• WHAT TO PRODUCE:
Scan the listing below. Copy each line that contains "background".

- - - - - - -

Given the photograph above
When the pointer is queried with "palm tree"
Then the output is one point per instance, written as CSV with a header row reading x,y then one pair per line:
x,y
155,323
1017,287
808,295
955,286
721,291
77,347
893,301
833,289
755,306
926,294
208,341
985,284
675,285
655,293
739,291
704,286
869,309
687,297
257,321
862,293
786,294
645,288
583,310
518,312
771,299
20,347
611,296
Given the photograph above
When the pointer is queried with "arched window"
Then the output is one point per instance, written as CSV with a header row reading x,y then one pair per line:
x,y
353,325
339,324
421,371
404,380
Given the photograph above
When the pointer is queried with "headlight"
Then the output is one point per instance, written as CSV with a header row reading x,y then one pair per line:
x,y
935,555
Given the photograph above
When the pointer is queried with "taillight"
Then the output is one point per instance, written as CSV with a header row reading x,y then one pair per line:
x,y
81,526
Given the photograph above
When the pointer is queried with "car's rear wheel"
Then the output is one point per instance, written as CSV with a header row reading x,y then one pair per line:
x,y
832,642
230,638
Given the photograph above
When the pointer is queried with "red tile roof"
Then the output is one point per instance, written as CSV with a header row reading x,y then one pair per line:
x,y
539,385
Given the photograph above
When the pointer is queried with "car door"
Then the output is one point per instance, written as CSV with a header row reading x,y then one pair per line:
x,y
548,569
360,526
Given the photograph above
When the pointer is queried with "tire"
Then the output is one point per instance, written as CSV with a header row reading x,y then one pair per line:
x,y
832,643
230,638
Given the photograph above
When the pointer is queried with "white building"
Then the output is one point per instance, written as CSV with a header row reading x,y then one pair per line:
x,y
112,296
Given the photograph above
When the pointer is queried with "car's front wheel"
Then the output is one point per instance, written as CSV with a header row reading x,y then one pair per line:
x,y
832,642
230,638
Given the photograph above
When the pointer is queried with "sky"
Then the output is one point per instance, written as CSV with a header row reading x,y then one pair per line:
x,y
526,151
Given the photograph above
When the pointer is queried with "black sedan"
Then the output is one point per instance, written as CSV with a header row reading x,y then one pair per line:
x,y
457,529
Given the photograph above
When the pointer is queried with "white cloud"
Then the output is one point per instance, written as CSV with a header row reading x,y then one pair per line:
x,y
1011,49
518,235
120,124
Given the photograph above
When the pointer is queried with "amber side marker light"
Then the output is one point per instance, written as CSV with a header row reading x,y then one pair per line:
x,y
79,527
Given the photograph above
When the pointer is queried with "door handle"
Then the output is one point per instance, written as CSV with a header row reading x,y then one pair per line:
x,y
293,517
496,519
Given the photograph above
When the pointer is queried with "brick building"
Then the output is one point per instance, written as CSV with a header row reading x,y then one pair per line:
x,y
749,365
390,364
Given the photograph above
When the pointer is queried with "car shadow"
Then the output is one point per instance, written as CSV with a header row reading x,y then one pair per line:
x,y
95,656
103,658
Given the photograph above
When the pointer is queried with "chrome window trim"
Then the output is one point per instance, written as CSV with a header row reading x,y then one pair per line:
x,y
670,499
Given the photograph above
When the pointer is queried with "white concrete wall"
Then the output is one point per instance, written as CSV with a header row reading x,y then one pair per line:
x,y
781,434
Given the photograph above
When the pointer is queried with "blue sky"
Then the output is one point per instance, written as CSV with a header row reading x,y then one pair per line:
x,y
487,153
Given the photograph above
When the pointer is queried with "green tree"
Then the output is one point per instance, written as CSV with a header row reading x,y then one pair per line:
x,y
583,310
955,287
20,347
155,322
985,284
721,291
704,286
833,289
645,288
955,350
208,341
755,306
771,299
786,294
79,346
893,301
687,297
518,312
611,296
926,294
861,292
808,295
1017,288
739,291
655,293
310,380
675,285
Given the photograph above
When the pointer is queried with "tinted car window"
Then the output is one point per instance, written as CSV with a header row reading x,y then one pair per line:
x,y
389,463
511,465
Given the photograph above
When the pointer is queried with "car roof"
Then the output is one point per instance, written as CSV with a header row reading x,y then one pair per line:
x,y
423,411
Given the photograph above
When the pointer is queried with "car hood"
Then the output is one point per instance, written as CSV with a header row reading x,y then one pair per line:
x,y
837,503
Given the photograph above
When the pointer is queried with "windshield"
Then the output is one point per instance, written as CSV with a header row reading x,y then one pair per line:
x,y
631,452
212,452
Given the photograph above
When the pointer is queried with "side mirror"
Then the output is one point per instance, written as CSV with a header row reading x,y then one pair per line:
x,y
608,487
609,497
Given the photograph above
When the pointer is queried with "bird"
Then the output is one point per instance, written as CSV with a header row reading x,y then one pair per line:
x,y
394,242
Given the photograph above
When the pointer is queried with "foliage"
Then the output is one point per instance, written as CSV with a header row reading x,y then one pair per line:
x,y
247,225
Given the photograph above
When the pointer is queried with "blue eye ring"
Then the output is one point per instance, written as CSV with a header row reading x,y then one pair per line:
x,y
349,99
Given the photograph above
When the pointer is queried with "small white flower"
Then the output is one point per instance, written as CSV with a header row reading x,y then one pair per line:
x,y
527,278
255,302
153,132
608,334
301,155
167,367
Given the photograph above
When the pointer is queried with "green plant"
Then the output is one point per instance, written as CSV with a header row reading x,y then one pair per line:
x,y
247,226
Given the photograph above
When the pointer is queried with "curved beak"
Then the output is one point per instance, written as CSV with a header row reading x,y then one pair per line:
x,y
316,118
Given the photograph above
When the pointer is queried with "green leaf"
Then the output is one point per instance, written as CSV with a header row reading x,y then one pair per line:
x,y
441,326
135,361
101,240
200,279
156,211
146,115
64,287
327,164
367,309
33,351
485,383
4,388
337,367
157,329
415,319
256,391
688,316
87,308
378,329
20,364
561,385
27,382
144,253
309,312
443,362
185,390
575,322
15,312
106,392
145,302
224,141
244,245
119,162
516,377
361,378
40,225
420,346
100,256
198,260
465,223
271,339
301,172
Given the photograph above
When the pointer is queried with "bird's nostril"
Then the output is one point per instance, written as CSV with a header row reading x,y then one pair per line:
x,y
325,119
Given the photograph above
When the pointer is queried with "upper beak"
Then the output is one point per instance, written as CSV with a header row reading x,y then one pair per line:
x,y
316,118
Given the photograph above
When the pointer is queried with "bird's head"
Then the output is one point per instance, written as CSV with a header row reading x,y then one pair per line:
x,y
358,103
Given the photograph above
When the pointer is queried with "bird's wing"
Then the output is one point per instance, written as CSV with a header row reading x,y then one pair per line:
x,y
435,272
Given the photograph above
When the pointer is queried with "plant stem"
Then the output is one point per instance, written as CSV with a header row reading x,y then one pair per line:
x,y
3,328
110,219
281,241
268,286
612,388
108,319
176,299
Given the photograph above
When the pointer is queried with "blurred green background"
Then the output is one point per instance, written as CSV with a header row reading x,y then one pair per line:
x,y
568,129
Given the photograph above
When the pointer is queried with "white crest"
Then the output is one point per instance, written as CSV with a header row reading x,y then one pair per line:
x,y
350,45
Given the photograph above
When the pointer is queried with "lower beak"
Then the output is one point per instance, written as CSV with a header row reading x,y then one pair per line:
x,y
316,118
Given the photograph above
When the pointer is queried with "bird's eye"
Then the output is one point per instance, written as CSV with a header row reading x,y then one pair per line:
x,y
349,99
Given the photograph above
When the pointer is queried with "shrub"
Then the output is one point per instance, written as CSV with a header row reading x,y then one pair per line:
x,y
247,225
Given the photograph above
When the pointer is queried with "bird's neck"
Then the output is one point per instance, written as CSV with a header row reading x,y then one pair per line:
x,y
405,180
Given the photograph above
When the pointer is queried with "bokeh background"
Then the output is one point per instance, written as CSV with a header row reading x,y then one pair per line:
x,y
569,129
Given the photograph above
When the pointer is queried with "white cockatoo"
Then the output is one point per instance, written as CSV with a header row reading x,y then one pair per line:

- - - - - - -

• SOLUTION TO THIS PROBLEM:
When the pointer is queried with "blurred green background"
When the pointer is queried with "bokeh background"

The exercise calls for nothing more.